Data under study:
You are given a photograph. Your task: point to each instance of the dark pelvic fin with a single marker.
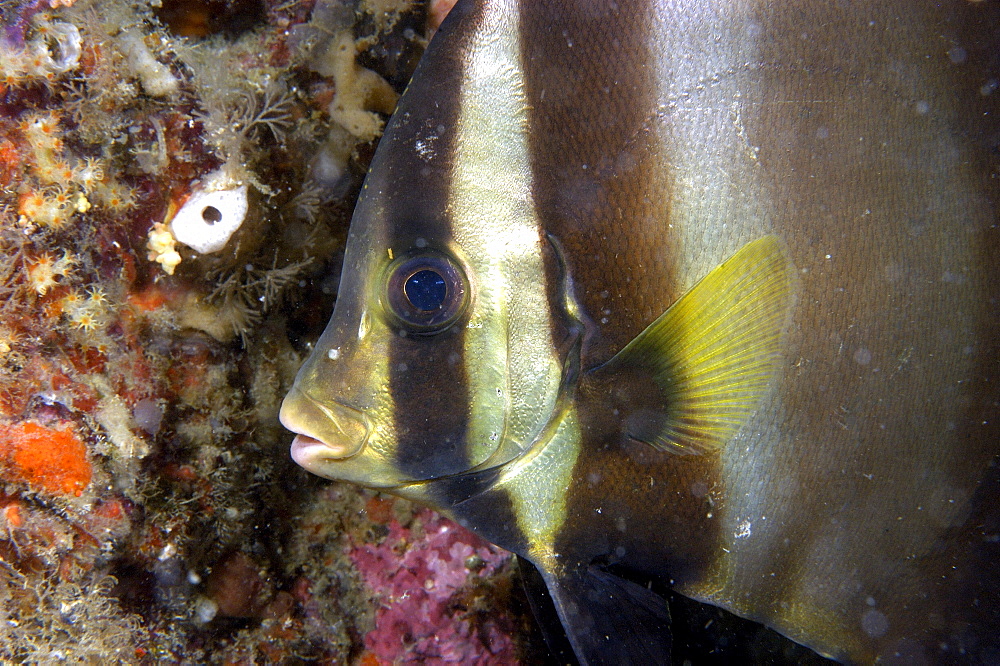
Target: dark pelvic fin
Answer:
(714, 352)
(607, 619)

Your assignment: Restate each entry exactly, omitting pictures.

Task response:
You are given a photograph. Your task: point to each instance of the dark pelvic fin with a single marker.
Target: dark pelvic fin
Answer:
(714, 352)
(607, 619)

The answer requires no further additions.